*Selected passage*
= Beginning of Section =

Actually I'm designing a board that uses a 6 chan ADC (24-bit Cirrus CS4366), that runs up to 216 kHz/channel. It has 3 I2S (SAI) outputs suited for three teensys. So I'm not using onboard ADC, or audiocard.

The CPU speed is needed for processing and is my standard configuration. I mentioned it, because, as I recall, some serial lines are driven by F_CPU.

Concerning maths, well, I may be wrong, but my calculations give 2*16 bit = 32 bit at 200 kHz = 6400 kbit/s = 800 kByte/s minimum speed.

Using spi at 12.5 MHz (max in slave) I get therefore a dutycycle of about 50%. So I have some time to do processing with the transferred data.

So what I'm doing:
On each teensy:
acquire 256 pairs of samples (lasts 1.28 ms)

The standard process would be:
during this 1.28 ms calculate spectra of the acquired data, transfer spectra and process further the transferred, better received spectra.
Data processing is done with 256 point FFTs, with 50% overlap, effectively doubling the number of spectra.

It turned out that estimating spectra is faster than transferring spectra, that is, it is better to not transfer the spectra, but to follow the following scheme:
after acquisition, transfer acquired data to 2nd teensy (using dma), calculate in parallel spectra of acquired data , and after transfer/reception calculate spectra of received data from 3rd teensy and finalize calculations.

So if there is an alternative to the 12.5 MHz bit rate of spi , than I would be very interested to use it.

BTW, processing etc. is solid but I teensy to teensy transfer is not verified and I would not be surprised to encounter some roadblocks.

Edit: the offload from my teensy system is at much lower speed (10-50 kB/second)

= End of Section =

*Supplied data*
= Beginning of Section =

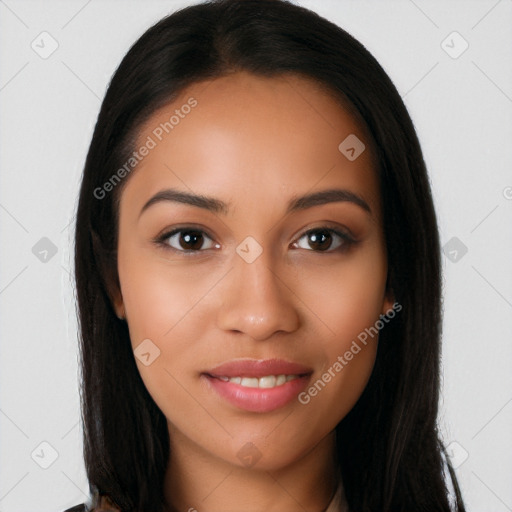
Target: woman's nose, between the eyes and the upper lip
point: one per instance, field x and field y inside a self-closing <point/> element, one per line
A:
<point x="257" y="301"/>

= End of Section =

*Required actions*
1. Summarize the forum post in two sentences.
2. According to the forum post, how long does acquiring 256 pairs of samples take?
The material is not needed for what is asked here.

*Answers*
1. The writer is designing a board with a six-channel 24-bit Cirrus CS4366 ADC running at up to 216 kHz per channel, whose three I2S outputs feed three Teensy boards. Because computing spectra proved faster than transferring them, the acquired data are sent to a second Teensy by DMA over SPI at 12.5 MHz, the maximum in slave mode, while spectra are calculated in parallel, and the writer would welcome an alternative to that SPI bit rate.

2. 1.28 ms.